### Penggalan Teks ###

Allah Subhanahu wa Ta'ala mengabarkan kita bahwa di antara doa merka di dunia:

“Ya Tuhan kami, anugerahkanlah kepada kami isteri-isteri kami dan keturunan kami sebagai penyenang hati (kami), dan jadikanlah kami imam bagi orang-orang yang bertaqwa.” (QS. al-Furqan:74)

Inilah Khatamul Anbiya wal Mursalin Shalallah alaihi wassalam manusia yang paling sempurna diennya, paling baik akalnya, dan paling akhlaknya, sungguh Allah Subhanahu wa Ta'la telah memerintahkannya, Dia berfirman:

“Dan perintahkanlah kepada keluargamu mendirikan shalat dan bersabarlah kamu dalam mengerjakannya.” (QS. Thaha:132)

###

### Tugas Anda
1. Ubahlah paragraf penggalan teks yang diawali “Ya Tuhan kami, anugerahkanlah” menjadi daftar singkat berisi permohonan di dalamnya beserta sumbernya.
2. Lanjutkan penggalan teks tentang tuntunan agama bagi keluarga mulai dari kalimat sesudah ayat terakhir yang dikutip di dalamnya.

### Baris Data ###

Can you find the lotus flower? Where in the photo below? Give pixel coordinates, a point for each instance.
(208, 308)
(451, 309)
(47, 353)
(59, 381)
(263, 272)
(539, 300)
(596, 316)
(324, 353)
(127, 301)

###

### Daftar Jawaban
1.
- Dianugerahi istri-istri dan keturunan sebagai penyenang hati.
- Dijadikan imam bagi orang-orang yang bertakwa.
- Sumber: QS. al-Furqan:74.

2.
Beliau mewasiatkan kita (baik-baik) terhadap anak dalam banyak hadits-haditsnya dan beliau memperbesar tanggung jawab para bapak terhadap anak-anaknya di hadapan Allah ‘Azza wa Jalla. Di antaranya apa yang diriwayatkan al-Bukhari, Muslim, dan yang lainnya dari Ibnu Umar Radiyallahu anhu bahwa Rasulullah Shalallah alaihi wassalam bersabda:

كلكم راع وكلكم مسؤول عن رعيته، فالإمام راع وهو مسؤول عن رعيته والرجل راع في أهله وهو مسؤول عن رعيته والمرأة راعيه في بيت زوجها وهي مسؤولة عن رعيته.

“Setiap kalian adalah pemimpin dan setiap kita (kalian?) akan ditanya tentang kepemimpinannya. Imam adalah pemimpin dan ia akan ditanya tetnag rakyatnya, dan laki-laki adalah pemimpin di keluarganya dan ia akan ditanya tentang kepemimpinannya, dan wanita adalah pemimpin di rumah suaminya dan ia akan ditanya tentang pemimpinannya.”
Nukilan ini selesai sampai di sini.